— Directive a —
Answer these questions using the gallery announcement, one answer per line, marked like the questions:
(i) What stand does the gallery occupy at the fair?
(ii) What are the dimensions of "Ghost Shipwreck" in inches?
(iii) Which two historical figures appear as characters in "Remains"?

— Source document —
— BEGIN —
LUIS DE JESUS LOS ANGELES
ART BRUSSELS 2012
STAND 3D-43
APRIL 18 – 22, 2012
CHRISTOPHER RUSSELL
“REMAINS” AND “RUNAWAY”
FRENCH VERSION / EN FRANÇAIS
FLEMISH VERSION / IN DE VLAAMSE
Christopher Russell
Ghost Shipwreck, 2012
Unique scratched digital pigment print mounted on Sintra
40 x 60 in / 101.6 x 152.4 cm
Courtesy of Luis De Jesus Los Angeles
LUIS DE JESUS LOS ANGELES is pleased to announce our participation in ART BRUSSELS 2012, STAND 3D-43, April 18 – 22, with a solo presentation of new works by CHRISTOPHER RUSSELL.
Christopher Russell employs photography, drawing, writing, bookmaking, and digital printmaking to create all-encompassing environments that challenge the traditional divide between these practices and expand the very idea of a book. In his trademark style, Russell wrote and produced a unique, one-of-a-kind storybook, titled “Remains”, that combines intricate original drawings and hand-lettered text scripted by the artist. Russell's text uses Nicephore Niépce and H.P. Blavatsky as characters in an historical fiction that explores chance as an intervening force against the claim of exceptionalism. In "Remains", the occult emerges as a metaphor for protest, while the "death of photography" becomes an allegory of systems rigged to fail.
— END —
— Exercise data —
— BEGIN —
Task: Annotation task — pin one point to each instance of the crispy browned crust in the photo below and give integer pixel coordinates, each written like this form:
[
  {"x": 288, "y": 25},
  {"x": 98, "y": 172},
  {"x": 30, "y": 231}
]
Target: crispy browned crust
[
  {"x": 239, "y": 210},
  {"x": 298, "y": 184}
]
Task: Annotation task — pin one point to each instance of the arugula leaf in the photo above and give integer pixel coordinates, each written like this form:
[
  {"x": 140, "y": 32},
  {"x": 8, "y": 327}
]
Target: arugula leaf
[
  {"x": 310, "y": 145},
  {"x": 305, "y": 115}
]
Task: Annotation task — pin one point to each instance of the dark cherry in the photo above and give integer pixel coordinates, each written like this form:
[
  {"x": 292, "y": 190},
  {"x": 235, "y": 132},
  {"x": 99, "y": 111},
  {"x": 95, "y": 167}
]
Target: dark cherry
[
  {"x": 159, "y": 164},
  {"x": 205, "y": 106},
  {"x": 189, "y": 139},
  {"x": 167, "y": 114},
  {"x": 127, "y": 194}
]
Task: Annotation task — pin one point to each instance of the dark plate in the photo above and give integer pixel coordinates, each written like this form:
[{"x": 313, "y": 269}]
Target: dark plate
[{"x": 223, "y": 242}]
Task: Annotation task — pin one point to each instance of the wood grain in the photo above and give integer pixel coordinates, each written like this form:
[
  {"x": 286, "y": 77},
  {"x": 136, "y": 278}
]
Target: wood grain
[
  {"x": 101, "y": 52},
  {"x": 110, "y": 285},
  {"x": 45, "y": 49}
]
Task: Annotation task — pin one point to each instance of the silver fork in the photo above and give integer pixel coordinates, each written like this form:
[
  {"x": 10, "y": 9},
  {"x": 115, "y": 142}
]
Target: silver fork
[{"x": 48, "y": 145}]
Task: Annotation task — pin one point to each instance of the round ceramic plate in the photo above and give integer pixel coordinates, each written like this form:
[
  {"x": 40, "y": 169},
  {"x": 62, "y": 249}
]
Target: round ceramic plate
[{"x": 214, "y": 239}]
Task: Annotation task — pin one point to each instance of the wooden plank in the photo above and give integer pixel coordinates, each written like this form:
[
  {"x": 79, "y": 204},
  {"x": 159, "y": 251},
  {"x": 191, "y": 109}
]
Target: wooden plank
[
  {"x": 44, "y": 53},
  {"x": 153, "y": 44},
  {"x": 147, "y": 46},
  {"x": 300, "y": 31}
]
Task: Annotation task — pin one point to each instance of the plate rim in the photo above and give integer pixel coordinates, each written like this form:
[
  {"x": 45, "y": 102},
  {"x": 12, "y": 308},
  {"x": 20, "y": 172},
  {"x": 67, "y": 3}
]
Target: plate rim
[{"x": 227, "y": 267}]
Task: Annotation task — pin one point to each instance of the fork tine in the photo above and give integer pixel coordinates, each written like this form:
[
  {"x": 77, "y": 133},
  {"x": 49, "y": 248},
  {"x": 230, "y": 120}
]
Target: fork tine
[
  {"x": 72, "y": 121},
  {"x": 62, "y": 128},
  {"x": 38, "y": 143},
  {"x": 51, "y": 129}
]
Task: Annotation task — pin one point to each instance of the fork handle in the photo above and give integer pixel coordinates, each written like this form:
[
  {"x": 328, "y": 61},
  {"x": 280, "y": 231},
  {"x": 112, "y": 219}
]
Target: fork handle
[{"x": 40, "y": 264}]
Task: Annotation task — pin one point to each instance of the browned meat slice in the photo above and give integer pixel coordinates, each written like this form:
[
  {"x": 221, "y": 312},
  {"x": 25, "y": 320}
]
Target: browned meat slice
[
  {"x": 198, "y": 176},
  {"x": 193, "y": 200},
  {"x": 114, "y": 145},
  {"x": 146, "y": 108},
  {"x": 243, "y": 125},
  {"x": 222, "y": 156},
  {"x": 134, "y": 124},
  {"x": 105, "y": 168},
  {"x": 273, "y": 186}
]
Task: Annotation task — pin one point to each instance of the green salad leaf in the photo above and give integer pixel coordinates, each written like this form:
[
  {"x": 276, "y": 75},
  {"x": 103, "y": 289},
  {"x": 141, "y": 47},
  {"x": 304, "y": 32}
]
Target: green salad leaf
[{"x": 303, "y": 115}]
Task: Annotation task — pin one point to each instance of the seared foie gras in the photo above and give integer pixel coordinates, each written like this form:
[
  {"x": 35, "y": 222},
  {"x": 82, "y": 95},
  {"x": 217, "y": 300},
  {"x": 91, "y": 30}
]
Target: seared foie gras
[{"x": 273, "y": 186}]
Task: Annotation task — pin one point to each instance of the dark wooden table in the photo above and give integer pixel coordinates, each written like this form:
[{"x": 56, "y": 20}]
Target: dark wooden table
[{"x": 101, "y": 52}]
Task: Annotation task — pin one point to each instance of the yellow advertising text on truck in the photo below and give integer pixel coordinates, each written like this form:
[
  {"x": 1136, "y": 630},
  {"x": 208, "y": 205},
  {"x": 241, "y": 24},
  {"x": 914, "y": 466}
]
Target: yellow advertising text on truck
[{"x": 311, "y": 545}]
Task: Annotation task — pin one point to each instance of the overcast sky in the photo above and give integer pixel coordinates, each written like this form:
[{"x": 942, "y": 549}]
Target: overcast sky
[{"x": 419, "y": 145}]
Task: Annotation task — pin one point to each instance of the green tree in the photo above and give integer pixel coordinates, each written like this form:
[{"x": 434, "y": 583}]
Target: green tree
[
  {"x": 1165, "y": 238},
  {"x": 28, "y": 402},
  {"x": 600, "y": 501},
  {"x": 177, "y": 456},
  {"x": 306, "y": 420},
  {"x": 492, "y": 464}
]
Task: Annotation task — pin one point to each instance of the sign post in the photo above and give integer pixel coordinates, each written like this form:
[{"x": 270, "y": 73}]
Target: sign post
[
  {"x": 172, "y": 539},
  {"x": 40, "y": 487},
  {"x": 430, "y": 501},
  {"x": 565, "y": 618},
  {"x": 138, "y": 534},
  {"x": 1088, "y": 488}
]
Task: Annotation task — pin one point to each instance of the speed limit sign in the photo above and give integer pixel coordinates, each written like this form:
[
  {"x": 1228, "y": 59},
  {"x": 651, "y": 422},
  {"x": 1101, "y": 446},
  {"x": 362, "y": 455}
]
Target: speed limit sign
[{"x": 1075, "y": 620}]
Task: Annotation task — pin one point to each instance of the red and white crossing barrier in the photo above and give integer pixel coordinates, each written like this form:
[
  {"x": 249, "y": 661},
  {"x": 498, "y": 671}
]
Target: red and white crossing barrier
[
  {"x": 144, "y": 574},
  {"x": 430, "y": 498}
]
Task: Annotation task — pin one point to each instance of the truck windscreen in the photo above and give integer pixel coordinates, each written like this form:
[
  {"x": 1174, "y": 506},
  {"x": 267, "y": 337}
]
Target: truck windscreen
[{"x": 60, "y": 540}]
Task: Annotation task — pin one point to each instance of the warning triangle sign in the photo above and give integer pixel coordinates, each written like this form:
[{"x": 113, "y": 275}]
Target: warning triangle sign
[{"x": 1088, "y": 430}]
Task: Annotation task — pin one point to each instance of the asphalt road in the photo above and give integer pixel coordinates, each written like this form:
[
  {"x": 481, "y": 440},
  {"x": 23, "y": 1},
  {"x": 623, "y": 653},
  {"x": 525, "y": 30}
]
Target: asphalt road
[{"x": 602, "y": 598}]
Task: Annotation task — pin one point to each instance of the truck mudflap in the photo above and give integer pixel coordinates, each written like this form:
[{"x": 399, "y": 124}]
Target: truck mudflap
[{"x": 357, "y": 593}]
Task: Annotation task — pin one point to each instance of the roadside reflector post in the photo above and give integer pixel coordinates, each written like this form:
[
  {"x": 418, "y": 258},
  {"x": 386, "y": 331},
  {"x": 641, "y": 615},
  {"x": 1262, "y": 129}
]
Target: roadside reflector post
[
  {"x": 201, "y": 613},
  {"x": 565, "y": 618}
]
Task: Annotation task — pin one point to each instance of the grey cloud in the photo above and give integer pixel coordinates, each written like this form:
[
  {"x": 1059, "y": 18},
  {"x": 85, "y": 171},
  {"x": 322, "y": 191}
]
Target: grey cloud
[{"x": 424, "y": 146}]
— END —
— Directive b —
Show every line of the records that contains the string “round”.

— Correct response a —
(i) Stand 3D-43
(ii) 40 x 60 in
(iii) Nicephore Niépce and H.P. Blavatsky

— Correct response b —
Task: Annotation task — pin one point to each instance of the round ceramic plate in the photo above and give integer pixel coordinates, each written like this form:
Target: round ceramic plate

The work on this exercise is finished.